[Source records]
* * * *

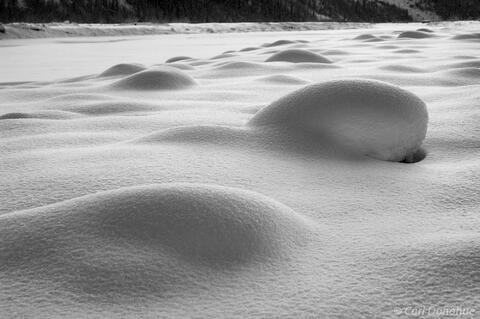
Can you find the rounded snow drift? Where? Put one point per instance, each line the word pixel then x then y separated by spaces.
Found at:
pixel 156 79
pixel 373 118
pixel 122 69
pixel 178 58
pixel 297 56
pixel 194 223
pixel 415 35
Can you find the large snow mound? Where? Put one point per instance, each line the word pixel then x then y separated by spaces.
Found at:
pixel 194 222
pixel 297 56
pixel 416 35
pixel 156 79
pixel 371 117
pixel 123 69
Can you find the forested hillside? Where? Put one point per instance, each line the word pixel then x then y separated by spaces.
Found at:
pixel 452 9
pixel 107 11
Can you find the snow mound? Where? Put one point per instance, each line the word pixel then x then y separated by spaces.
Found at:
pixel 467 36
pixel 111 107
pixel 425 30
pixel 297 56
pixel 415 35
pixel 211 134
pixel 373 118
pixel 279 42
pixel 113 234
pixel 282 79
pixel 156 79
pixel 224 56
pixel 237 65
pixel 335 52
pixel 402 68
pixel 465 64
pixel 366 36
pixel 181 66
pixel 122 69
pixel 47 115
pixel 403 51
pixel 249 49
pixel 472 75
pixel 178 58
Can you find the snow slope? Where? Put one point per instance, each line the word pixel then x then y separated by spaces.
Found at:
pixel 225 183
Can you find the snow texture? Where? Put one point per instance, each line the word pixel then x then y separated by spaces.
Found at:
pixel 137 183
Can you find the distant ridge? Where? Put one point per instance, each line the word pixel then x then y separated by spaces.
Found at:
pixel 194 11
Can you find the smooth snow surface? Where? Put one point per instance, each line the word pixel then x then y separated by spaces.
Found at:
pixel 220 185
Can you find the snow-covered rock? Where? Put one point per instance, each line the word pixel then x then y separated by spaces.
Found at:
pixel 372 117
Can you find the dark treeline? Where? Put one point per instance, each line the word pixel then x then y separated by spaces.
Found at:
pixel 109 11
pixel 453 9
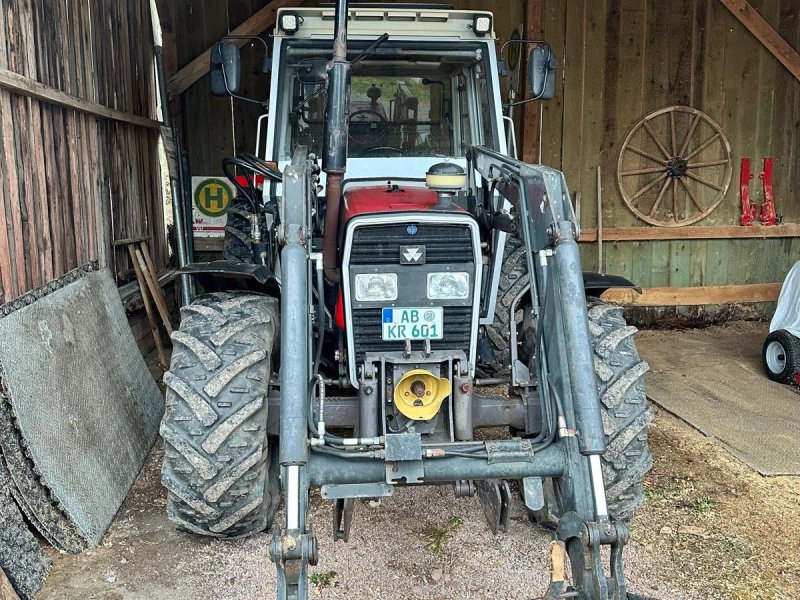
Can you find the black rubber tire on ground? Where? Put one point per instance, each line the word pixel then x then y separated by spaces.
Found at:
pixel 513 282
pixel 625 411
pixel 781 356
pixel 237 231
pixel 217 465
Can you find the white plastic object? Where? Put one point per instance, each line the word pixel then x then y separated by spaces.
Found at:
pixel 787 314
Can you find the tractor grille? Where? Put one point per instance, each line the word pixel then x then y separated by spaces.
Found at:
pixel 380 245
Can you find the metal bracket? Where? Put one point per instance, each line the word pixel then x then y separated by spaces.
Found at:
pixel 533 493
pixel 334 491
pixel 593 581
pixel 495 496
pixel 403 455
pixel 292 552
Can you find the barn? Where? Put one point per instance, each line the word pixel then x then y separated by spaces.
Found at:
pixel 160 306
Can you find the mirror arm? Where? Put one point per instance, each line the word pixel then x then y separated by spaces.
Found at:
pixel 263 103
pixel 251 38
pixel 526 42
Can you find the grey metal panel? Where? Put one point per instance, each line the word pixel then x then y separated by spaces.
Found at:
pixel 83 398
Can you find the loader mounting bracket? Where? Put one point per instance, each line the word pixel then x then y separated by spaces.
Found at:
pixel 583 541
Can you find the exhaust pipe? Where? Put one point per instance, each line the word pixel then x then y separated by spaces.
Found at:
pixel 334 149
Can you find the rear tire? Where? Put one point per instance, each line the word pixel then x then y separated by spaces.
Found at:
pixel 238 226
pixel 217 465
pixel 781 356
pixel 625 412
pixel 513 282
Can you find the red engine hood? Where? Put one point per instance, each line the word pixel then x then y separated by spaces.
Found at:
pixel 377 199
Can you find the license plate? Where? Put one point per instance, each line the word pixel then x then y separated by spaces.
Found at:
pixel 413 323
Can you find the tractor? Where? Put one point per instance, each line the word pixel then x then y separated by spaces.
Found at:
pixel 389 264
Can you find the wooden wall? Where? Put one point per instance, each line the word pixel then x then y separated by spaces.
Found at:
pixel 622 59
pixel 214 127
pixel 72 181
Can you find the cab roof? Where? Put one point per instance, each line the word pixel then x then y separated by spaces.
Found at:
pixel 405 21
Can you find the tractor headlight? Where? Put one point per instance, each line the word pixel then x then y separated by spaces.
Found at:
pixel 372 287
pixel 448 286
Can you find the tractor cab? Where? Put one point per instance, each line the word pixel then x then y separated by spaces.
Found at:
pixel 426 93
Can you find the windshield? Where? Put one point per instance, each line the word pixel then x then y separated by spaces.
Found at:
pixel 404 102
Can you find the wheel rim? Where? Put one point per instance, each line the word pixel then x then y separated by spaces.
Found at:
pixel 674 167
pixel 775 357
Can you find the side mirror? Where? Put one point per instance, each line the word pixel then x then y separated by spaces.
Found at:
pixel 542 68
pixel 225 69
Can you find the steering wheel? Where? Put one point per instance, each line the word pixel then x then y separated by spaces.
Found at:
pixel 395 149
pixel 367 132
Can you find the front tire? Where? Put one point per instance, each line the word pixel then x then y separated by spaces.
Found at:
pixel 217 455
pixel 781 356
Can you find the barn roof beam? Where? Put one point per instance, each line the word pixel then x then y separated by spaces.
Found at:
pixel 259 22
pixel 764 33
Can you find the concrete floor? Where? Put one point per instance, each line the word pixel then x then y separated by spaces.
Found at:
pixel 389 555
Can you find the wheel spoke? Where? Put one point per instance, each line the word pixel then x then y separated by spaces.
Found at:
pixel 704 145
pixel 692 127
pixel 691 196
pixel 704 181
pixel 657 203
pixel 642 171
pixel 648 186
pixel 673 137
pixel 655 139
pixel 641 152
pixel 710 163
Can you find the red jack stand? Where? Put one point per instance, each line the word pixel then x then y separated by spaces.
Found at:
pixel 749 211
pixel 768 216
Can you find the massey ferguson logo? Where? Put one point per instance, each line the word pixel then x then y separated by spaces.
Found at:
pixel 412 255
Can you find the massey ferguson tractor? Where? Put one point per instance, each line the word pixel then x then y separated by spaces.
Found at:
pixel 386 260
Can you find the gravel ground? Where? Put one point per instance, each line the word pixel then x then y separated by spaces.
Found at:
pixel 711 528
pixel 392 552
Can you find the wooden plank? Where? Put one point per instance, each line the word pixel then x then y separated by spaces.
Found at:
pixel 255 25
pixel 764 33
pixel 695 296
pixel 151 278
pixel 627 234
pixel 143 285
pixel 19 84
pixel 530 122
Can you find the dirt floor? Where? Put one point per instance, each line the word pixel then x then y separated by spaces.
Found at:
pixel 711 528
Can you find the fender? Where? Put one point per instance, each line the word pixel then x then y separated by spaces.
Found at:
pixel 597 283
pixel 211 273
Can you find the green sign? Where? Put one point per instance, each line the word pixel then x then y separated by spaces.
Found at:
pixel 212 197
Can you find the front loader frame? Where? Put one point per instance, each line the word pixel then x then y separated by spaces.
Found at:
pixel 569 447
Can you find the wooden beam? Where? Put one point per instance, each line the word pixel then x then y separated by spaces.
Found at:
pixel 255 25
pixel 530 116
pixel 764 33
pixel 641 234
pixel 19 84
pixel 695 296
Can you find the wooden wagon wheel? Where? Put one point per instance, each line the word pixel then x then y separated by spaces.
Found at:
pixel 674 167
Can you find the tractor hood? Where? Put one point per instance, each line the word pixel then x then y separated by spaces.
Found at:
pixel 389 198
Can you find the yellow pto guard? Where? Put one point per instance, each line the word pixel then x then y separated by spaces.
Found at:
pixel 419 394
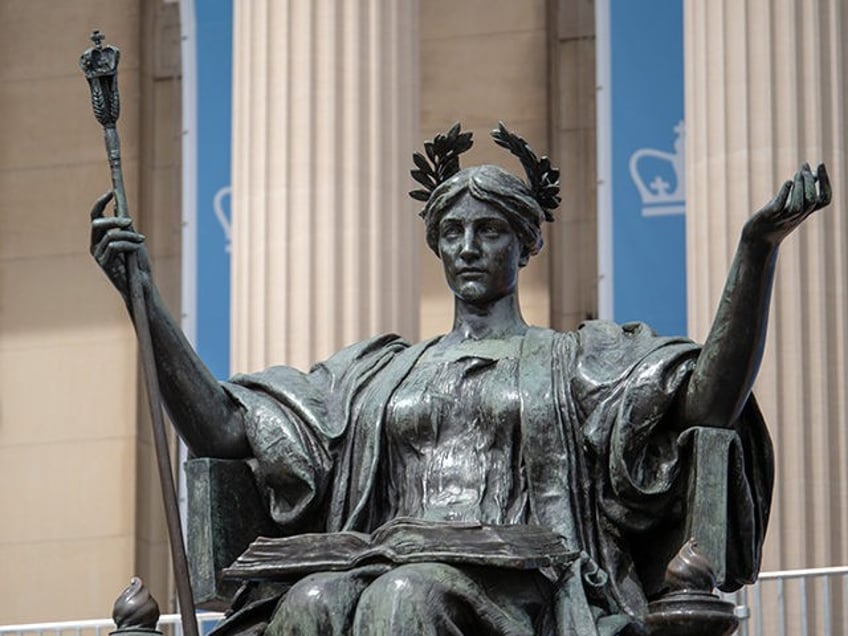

* * * *

Task to complete.
Copy the records word for word, starting at the line containing "Can you find the side" and continuing through the line containing "pixel 367 132", with both of those lines included.

The result.
Can you find the side mirror? Where? Put one point per instance, each line the word pixel then x then y separated by spaces.
Found at:
pixel 542 68
pixel 225 69
Can you find the steering wheel? Where? Put one point per instance, each line the word pixel then x then y separated by spaces.
Found at:
pixel 395 149
pixel 367 132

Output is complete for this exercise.